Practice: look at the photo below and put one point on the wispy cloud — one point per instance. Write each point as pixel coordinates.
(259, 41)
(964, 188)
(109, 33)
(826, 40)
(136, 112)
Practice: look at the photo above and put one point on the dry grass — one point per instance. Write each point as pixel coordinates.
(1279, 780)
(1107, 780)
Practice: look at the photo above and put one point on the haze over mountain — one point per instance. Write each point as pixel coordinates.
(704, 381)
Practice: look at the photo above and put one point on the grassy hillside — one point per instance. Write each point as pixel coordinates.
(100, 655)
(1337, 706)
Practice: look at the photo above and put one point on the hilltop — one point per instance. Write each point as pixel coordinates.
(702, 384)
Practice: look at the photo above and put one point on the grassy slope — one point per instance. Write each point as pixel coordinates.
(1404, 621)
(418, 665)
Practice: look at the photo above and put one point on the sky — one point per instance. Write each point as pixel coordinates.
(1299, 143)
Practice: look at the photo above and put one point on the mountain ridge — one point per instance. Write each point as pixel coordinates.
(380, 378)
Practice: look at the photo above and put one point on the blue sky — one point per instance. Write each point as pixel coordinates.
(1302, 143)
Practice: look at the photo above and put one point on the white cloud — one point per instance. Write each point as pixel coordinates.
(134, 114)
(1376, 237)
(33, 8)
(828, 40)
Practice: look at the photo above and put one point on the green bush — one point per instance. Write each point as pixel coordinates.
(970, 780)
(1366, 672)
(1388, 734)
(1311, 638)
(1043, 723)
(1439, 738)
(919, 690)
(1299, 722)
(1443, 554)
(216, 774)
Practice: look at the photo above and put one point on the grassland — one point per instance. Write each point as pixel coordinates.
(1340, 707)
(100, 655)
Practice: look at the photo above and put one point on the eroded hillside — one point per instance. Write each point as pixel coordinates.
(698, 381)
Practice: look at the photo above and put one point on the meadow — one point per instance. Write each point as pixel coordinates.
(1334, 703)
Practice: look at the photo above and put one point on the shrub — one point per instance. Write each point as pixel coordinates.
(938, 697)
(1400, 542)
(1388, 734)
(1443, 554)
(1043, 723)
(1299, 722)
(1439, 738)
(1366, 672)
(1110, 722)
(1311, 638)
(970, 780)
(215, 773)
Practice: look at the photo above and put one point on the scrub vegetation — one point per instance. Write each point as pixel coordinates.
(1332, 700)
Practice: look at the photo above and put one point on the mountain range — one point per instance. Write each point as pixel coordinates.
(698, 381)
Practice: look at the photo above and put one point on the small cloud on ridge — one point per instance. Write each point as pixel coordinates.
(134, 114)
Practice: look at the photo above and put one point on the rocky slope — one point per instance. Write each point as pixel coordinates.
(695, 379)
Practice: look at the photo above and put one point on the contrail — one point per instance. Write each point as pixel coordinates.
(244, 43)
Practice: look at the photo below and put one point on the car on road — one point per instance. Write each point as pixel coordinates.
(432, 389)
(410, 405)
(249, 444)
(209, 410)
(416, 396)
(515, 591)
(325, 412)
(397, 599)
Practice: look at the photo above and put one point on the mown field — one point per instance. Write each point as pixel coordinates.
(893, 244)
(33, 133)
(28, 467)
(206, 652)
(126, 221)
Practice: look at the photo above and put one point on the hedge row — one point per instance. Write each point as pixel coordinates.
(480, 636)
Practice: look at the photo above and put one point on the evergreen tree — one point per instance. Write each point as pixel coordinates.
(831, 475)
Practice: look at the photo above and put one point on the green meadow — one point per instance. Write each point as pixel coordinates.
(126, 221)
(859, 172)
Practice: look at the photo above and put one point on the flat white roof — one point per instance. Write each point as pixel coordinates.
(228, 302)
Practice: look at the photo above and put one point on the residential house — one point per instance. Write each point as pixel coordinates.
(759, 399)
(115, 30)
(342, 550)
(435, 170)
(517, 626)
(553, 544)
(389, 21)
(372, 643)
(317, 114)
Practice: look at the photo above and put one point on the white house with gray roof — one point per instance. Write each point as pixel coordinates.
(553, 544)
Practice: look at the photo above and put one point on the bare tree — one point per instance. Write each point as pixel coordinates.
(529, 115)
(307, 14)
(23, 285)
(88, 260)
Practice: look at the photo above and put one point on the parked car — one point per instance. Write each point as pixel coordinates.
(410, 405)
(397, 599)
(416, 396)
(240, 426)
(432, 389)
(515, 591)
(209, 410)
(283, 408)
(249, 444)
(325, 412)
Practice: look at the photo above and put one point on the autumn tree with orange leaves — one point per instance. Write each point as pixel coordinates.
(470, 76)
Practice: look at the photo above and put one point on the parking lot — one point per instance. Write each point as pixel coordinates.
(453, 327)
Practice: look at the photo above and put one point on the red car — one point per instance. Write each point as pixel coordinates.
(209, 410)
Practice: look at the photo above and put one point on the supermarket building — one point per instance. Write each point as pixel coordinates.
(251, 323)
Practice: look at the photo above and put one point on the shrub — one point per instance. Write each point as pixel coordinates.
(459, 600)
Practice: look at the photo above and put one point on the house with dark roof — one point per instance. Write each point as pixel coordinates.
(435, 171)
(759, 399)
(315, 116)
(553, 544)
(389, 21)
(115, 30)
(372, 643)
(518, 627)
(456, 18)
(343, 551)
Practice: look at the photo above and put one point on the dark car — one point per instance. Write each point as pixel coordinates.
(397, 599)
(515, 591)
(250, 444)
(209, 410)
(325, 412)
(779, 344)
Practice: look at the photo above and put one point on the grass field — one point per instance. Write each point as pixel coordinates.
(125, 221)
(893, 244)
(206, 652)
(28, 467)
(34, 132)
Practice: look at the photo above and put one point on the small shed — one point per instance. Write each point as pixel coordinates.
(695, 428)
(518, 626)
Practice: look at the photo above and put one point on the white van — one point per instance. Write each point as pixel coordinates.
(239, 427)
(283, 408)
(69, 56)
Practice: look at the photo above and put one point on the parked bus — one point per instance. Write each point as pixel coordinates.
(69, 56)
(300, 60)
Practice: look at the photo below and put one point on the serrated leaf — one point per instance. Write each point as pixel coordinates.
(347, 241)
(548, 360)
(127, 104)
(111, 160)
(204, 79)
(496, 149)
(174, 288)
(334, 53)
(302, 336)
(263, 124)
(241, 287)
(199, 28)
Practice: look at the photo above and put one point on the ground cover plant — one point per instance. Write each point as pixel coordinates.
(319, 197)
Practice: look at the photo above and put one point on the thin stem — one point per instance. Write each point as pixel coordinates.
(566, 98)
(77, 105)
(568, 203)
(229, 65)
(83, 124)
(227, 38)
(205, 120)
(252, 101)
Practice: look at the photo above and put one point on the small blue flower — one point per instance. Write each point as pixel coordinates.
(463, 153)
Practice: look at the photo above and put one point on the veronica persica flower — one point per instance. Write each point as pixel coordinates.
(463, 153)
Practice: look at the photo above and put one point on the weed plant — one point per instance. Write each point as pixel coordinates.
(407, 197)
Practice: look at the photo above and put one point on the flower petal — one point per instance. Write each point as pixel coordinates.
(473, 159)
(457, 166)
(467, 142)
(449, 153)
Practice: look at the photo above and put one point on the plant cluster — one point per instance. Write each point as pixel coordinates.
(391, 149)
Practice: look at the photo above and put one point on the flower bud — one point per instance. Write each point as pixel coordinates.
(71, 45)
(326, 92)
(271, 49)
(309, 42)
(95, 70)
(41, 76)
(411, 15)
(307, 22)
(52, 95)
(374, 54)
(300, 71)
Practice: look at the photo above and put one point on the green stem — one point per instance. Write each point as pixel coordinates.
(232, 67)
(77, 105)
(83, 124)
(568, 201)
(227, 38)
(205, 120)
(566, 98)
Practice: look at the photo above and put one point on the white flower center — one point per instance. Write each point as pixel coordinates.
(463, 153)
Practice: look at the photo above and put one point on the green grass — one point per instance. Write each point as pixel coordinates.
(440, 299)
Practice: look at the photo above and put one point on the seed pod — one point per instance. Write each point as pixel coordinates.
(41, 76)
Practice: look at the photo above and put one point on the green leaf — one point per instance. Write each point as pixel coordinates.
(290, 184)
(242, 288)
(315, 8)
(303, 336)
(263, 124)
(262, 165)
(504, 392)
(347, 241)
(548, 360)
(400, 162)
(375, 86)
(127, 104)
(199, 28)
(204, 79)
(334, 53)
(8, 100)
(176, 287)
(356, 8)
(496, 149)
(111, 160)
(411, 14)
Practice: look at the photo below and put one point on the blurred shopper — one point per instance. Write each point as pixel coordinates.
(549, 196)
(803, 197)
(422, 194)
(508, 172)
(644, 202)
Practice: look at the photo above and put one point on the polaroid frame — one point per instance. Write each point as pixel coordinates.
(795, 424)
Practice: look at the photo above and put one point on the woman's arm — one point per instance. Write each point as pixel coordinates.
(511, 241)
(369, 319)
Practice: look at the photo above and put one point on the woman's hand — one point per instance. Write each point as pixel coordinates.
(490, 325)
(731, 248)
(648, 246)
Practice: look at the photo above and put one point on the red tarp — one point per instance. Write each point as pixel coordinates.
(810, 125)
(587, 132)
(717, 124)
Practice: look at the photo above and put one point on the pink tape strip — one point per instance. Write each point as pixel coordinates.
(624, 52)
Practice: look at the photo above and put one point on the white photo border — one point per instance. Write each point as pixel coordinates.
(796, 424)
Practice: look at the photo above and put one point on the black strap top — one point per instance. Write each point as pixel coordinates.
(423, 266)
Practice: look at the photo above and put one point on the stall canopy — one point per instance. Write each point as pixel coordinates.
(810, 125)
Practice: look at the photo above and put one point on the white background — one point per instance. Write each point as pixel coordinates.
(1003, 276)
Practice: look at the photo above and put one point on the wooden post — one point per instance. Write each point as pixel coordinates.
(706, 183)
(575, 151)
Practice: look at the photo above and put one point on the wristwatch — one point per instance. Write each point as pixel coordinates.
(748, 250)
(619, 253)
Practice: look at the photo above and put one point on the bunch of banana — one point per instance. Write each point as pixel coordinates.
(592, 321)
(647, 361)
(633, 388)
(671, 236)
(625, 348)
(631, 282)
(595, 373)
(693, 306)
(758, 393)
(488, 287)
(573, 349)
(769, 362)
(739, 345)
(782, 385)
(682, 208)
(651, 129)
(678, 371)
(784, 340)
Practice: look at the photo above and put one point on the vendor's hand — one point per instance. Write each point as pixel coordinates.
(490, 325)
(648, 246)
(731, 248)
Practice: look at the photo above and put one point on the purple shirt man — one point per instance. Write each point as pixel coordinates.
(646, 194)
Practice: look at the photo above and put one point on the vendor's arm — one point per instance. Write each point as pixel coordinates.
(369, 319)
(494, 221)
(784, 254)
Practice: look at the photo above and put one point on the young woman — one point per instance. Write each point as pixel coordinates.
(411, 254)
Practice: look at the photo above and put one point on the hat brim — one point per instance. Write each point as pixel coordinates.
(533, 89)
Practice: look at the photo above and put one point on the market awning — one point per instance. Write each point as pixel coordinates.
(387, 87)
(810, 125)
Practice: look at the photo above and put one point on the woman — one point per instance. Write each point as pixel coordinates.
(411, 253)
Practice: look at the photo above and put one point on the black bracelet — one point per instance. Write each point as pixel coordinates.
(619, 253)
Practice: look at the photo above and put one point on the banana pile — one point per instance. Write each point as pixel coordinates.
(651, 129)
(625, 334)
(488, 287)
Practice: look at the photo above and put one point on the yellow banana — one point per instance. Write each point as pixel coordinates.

WHAT THE EXERCISE ASKS:
The line with "the black bracelet" and all the lines after it in the records above are to be output exactly, with nothing added.

ANSWER:
Practice: look at the photo above and put one point on the black bracelet — one point per instance. Write each point as pixel coordinates.
(619, 253)
Practice: look at the photo above and put one point on the banana pile — one point per instance. Write each point as pixel coordinates.
(651, 129)
(625, 334)
(488, 287)
Practice: look at the photo above and put one point on the yellow banana — one point per instance. Write each point as pixel coordinates.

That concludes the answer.